> [Excerpt]

_____

[PATCH 2/3] memcg: restructure mem_cgroup_iter()

[Date Prev][Date Next][Thread Prev][Thread Next][Date Index][Thread Index]

 



mem_cgroup_iter() implements two iteration modes - plain and reclaim.
The former is normal pre-order tree walk.  The latter tries to share
iteration cursor per zone and priority pair among multiple reclaimers
so that they all contribute to scanning forward rather than banging on
the same cgroups simultaneously.

Implementing the two in the same function allows them to share code
paths which is fine but the current structure is unnecessarily
convoluted with conditionals on @reclaim spread across the function
rather obscurely and with a somewhat strange control flow which checks
for conditions which can't be and has duplicate tests for the same
conditions in different forms.

This patch restructures the function such that there's single test on
@reclaim and !reclaim path is contained in its block, which simplifies
both !reclaim and reclaim paths.  Also, the control flow in the
reclaim path is restructured and commented so that it's easier to
follow what's going on why.

Note that after the patch reclaim->generation is synchronized to the
iter's on success whether @prev was specified or not.  This doesn't
cause any functional differences as the two generation numbers are
guaranteed to be the same at that point if @prev and makes the code
slightly easier to follow.

_____

> [Recorded data]
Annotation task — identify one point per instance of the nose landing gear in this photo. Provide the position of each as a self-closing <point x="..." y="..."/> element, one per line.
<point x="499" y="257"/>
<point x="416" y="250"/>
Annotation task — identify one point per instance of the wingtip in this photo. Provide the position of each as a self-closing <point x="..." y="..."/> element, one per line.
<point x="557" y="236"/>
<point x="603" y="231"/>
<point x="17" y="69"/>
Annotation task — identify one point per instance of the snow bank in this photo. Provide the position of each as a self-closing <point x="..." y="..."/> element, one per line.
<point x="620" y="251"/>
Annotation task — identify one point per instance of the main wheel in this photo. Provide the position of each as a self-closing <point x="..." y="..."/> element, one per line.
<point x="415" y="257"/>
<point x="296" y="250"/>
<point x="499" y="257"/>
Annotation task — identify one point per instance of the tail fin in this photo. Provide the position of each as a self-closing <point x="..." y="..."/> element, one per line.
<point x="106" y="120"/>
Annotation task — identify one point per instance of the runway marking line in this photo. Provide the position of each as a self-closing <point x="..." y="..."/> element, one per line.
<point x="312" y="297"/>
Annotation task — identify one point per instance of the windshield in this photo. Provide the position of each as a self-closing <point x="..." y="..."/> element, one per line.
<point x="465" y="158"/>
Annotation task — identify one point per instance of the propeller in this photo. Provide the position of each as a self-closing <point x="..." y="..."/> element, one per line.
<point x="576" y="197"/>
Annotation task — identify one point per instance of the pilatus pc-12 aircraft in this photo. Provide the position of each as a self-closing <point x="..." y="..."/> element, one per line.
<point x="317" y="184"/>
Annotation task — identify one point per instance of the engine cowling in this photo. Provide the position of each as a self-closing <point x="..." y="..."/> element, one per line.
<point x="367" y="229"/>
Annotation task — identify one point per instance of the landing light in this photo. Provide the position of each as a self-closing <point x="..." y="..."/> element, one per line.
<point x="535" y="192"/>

_____

> [Exercise tasks]
A: According to the memcg patch description, which two iteration modes does mem_cgroup_iter() implement?
B: Retype the memcg patch description precisely, everything from "Implementing the two" down to "going on why.".
C: Extend the memcg patch description onward from its final sentence.
This material was drawn from a separate source.

> [Task-by-task outputs]
A: Plain and reclaim.

B:
Implementing the two in the same function allows them to share code
paths which is fine but the current structure is unnecessarily
convoluted with conditionals on @reclaim spread across the function
rather obscurely and with a somewhat strange control flow which checks
for conditions which can't be and has duplicate tests for the same
conditions in different forms.

This patch restructures the function such that there's single test on
@reclaim and !reclaim path is contained in its block, which simplifies
both !reclaim and reclaim paths.  Also, the control flow in the
reclaim path is restructured and commented so that it's easier to
follow what's going on why.

C:
This patch is pure restructuring and shouldn't introduce any
functional differences.

Signed-off-by: Tejun Heo <tj@xxxxxxxxxx>
---
 mm/memcontrol.c | 131 ++++++++++++++++++++++++++++++--------------------------
 1 file changed, 71 insertions(+), 60 deletions(-)

diff --git a/mm/memcontrol.c b/mm/memcontrol.c
index cb2f91c..99e7357 100644
--- a/mm/memcontrol.c
+++ b/mm/memcontrol.c
@@ -1170,8 +1170,8 @@ struct mem_cgroup *mem_cgroup_iter(struct mem_cgroup *root,
 				   struct mem_cgroup_reclaim_cookie *reclaim)
 {
 	struct mem_cgroup *memcg = NULL;
-	struct mem_cgroup *last_visited = NULL;
-	unsigned long uninitialized_var(dead_count);
+	struct mem_cgroup_per_zone *mz;
+	struct mem_cgroup_reclaim_iter *iter;
 
 	if (mem_cgroup_disabled())
 		return NULL;
@@ -1179,9 +1179,6 @@ struct mem_cgroup *mem_cgroup_iter(struct mem_cgroup *root,
 	if (!root)
 		root = root_mem_cgroup;
 
-	if (prev && !reclaim)
-		last_visited = prev;
-
 	if (!root->use_hierarchy && root != root_mem_cgroup) {
 		if (prev)
 			goto out_css_put;
@@ -1189,73 +1186,87 @@ struct mem_cgroup *mem_cgroup_iter(struct mem_cgroup *root,
 	}
 
 	rcu_read_lock();
-	while (!memcg) {
-		struct mem_cgroup_reclaim_iter *uninitialized_var(iter);
-
-		if (reclaim) {
-			int nid = zone_to_nid(reclaim->zone);
-			int zid = zone_idx(reclaim->zone);
-			struct mem_cgroup_per_zone *mz;
-
-			mz = mem_cgroup_zoneinfo(root, nid, zid);
-			iter = &mz->reclaim_iter[reclaim->priority];
-			last_visited = iter->last_visited;
-			if (prev && reclaim->generation != iter->generation) {
-				iter->last_visited = NULL;
-				goto out_unlock;
-			}
 
+	/* non reclaim case is simple - just iterate from @prev */
+	if (!reclaim) {
+		memcg = __mem_cgroup_iter_next(root, prev);
+		goto out_unlock;
+	}
+
+	/*
+	 * @reclaim specified - find and share the per-zone-priority
+	 * iterator.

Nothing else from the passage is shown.